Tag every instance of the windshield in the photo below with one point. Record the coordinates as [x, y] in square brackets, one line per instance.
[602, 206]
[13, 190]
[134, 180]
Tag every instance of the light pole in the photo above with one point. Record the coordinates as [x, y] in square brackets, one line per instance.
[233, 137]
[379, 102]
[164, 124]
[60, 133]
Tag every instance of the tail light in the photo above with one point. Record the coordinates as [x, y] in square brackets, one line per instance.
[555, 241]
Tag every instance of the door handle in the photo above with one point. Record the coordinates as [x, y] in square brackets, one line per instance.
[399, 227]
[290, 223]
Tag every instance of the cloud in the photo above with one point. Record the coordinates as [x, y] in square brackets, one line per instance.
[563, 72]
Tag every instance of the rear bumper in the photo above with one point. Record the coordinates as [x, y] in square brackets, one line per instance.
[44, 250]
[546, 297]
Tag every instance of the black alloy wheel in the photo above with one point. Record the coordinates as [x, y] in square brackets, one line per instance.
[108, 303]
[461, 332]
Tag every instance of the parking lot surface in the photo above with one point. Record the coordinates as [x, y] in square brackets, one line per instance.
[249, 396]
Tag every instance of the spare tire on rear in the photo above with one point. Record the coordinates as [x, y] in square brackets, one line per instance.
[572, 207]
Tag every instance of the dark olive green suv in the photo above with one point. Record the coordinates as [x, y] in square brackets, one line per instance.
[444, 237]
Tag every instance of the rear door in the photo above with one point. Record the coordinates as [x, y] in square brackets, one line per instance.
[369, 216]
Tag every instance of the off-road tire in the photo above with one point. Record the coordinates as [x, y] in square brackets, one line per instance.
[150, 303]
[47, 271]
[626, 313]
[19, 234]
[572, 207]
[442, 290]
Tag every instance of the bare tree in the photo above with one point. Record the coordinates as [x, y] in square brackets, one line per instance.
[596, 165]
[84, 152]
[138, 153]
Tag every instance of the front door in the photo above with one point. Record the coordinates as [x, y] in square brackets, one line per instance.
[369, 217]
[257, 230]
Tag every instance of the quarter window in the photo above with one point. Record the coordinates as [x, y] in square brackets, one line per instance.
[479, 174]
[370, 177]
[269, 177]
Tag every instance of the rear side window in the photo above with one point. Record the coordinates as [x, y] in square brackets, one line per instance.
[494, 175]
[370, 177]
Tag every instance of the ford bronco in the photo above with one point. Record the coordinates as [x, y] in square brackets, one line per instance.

> [Exercise aim]: A verbatim version of the complete listing above is to be returned.

> [Result for this exercise]:
Tag every instance of the windshield in the photo below with one point. Record the coordinates as [x, y] in square brackets, one line per instance.
[602, 206]
[13, 190]
[134, 180]
Tag every instance of the light pole in the photo above with one point. Record the coordinates as [x, y] in square brackets, one line per instance.
[233, 137]
[379, 102]
[164, 124]
[60, 133]
Tag every instance of the tail light in the photo above with one point. Record the coordinates as [x, y] in square brackets, one line per instance.
[555, 241]
Tag every instance of the door handle in the photo above with one point. Record the coordinates as [x, y] in square brackets, one line per instance.
[399, 227]
[290, 223]
Tag every instance of the cloud in the photo above with one point. Record the coordinates as [x, y] in square brackets, one line per instance.
[563, 72]
Tag every instance of the rear bumper in the photo above with one point. Record the coordinates as [x, y] in square brackets, one line per instance.
[44, 250]
[546, 297]
Tag every instance of the black alloy wheel in the photo above with one point. Record the coordinates as [x, y] in square brackets, one line per instance.
[108, 303]
[461, 332]
Tag every instance of the parking lot surface in the photo above with one point. Record the coordinates as [x, y] in square brackets, one line per instance.
[249, 396]
Tag every instance of the spare tire on rear in the photo above with one point. Record the coordinates as [x, y] in square brackets, one line per instance.
[572, 207]
Tag every instance of the dark olive green suv in the photo above with one point. Record the coordinates as [x, y] in square brackets, one line per instance.
[444, 237]
Tag every instance of the rear door in the photo above with one point. Record the coordinates as [x, y] in square brackets, one line per instance.
[369, 216]
Tag every instance of the off-road tire in the photo above with one point. Record the coordinates as [x, y] in square brackets, one line per instance.
[150, 303]
[47, 271]
[626, 313]
[19, 234]
[572, 207]
[442, 290]
Tag every instance of the bare tree in the photo above with one point. Record the coordinates as [x, y] in square brackets, one line per instance.
[596, 165]
[84, 152]
[138, 153]
Tag every instance of the front door in the photo above with one point. Record the coordinates as [x, y] in square brackets, one line per instance.
[369, 217]
[257, 230]
Tag every instance of the quarter window in the photo above with one point. Record the coordinates as [x, y] in square brackets, one line per instance.
[479, 174]
[370, 177]
[269, 177]
Tag every instance of the rear side window in the photo above with one point. Record the coordinates as [x, y] in square brackets, one line per instance.
[494, 175]
[370, 177]
Tag every instance of the ford bronco in the photo above with one point. Record the coordinates as [x, y] in square brackets, one line per instance.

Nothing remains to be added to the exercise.